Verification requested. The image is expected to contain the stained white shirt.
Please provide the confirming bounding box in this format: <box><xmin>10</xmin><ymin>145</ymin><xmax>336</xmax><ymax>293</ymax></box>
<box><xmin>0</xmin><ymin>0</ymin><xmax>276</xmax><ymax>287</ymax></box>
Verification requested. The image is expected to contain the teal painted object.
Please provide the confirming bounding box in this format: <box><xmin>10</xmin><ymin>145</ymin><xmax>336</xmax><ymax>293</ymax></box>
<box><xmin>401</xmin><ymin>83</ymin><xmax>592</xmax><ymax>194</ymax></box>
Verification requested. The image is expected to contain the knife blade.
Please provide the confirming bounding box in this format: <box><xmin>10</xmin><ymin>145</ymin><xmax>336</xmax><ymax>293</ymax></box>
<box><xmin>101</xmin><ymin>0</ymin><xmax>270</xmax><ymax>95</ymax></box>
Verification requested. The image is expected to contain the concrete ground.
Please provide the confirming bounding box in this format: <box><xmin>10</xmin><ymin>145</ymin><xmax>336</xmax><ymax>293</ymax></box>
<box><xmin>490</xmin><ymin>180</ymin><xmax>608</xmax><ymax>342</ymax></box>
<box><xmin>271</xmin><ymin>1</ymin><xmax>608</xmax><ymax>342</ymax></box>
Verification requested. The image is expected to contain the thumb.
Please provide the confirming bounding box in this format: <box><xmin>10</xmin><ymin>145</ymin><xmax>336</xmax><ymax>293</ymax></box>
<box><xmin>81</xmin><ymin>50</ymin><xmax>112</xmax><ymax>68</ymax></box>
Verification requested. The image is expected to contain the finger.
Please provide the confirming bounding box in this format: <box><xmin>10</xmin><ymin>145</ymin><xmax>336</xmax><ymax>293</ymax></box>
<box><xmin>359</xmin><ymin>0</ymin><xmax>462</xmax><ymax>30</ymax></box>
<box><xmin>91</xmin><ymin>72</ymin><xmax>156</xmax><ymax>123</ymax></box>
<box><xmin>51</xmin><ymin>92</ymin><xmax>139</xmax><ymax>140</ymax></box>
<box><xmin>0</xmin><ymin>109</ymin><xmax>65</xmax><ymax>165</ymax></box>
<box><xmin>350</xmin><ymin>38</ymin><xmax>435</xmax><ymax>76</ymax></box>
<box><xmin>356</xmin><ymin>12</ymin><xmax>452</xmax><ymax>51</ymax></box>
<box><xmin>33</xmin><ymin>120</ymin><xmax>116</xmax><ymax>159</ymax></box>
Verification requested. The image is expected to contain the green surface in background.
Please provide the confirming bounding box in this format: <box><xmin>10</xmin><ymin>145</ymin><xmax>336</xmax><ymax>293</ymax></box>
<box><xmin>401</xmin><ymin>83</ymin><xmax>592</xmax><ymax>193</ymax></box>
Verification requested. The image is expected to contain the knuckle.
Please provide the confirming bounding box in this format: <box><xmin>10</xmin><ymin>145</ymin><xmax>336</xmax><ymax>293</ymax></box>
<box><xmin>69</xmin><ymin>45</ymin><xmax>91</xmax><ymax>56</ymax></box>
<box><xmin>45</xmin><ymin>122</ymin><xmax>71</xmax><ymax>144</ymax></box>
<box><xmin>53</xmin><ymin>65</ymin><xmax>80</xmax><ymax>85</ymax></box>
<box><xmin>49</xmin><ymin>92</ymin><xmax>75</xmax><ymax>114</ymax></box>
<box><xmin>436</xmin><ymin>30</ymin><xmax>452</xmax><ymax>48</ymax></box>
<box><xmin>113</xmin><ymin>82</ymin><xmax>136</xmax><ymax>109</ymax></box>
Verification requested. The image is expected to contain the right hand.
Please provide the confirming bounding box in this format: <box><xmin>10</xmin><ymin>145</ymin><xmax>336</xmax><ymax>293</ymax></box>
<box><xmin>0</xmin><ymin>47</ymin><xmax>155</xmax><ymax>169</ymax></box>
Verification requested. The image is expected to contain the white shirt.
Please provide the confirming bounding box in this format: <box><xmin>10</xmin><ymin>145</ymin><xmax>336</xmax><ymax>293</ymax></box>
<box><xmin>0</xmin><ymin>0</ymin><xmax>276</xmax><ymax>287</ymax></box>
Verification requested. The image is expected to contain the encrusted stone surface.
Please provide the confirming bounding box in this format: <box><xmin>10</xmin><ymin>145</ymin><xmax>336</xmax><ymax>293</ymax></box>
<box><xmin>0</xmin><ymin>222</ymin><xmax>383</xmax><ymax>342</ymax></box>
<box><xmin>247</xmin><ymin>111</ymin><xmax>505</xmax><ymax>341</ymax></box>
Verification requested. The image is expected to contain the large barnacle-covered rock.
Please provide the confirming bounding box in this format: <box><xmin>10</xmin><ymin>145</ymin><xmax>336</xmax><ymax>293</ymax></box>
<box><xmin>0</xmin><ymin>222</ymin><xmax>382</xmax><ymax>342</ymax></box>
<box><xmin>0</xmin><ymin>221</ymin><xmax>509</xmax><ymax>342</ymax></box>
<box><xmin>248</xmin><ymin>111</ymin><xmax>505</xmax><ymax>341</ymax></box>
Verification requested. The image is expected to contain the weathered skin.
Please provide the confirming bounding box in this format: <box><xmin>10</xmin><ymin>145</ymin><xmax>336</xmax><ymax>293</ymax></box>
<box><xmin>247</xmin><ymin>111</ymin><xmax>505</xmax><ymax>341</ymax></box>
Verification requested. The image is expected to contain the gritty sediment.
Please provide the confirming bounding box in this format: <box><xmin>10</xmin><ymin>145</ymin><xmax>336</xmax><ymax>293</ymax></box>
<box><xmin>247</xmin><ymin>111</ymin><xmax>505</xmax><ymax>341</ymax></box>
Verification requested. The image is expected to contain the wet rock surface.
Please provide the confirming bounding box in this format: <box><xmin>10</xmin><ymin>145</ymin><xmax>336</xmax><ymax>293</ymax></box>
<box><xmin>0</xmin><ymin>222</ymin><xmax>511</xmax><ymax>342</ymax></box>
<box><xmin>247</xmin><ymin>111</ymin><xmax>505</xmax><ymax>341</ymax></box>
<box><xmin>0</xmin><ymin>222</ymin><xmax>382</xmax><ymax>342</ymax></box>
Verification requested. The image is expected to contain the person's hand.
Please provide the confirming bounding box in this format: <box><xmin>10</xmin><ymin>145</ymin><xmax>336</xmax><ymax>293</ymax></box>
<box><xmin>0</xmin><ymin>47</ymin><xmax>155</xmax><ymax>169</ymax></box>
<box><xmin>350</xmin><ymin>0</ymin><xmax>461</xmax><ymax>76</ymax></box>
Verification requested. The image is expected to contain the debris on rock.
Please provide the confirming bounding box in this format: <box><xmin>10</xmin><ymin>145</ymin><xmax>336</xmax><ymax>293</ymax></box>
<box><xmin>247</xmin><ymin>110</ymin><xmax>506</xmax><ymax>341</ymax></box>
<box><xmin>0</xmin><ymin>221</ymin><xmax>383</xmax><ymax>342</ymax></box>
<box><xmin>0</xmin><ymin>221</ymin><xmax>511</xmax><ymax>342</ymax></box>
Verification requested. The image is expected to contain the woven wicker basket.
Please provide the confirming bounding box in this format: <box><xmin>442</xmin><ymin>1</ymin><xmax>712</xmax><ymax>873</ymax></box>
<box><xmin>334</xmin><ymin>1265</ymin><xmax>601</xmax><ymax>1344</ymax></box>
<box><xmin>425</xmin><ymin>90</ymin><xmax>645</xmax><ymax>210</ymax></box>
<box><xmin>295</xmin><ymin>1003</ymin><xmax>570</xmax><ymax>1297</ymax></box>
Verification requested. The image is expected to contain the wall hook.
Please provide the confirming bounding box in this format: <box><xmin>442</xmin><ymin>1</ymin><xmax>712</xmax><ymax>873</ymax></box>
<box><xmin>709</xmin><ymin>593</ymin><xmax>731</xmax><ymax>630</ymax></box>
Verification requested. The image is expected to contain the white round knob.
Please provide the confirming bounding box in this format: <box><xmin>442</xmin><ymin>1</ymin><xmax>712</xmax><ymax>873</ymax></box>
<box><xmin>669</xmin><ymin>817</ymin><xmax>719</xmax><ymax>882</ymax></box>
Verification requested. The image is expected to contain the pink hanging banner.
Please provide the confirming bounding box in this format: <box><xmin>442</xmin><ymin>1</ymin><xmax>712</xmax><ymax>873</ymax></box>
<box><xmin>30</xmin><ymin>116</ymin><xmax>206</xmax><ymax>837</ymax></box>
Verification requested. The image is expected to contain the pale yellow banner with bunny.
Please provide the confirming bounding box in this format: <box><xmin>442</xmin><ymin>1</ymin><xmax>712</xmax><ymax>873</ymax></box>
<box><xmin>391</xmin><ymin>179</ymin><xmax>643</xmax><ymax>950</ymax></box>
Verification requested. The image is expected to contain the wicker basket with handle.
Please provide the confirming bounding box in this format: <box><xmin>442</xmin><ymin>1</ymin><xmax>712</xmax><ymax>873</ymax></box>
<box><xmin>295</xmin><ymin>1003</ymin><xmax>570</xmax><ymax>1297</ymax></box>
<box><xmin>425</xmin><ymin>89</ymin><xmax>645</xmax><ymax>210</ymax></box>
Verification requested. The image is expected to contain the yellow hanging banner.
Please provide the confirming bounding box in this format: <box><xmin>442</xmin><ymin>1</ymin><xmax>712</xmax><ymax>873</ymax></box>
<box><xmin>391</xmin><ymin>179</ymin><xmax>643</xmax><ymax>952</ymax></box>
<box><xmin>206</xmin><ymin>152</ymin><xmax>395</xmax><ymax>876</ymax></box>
-*-
Find every line in the records above that contains the word "basket" and copy each of those lines, treating case as significant.

Verification requested. The image is expected to contain the woven wicker basket.
Verification requested. The image is expected to contain the wicker basket with handle.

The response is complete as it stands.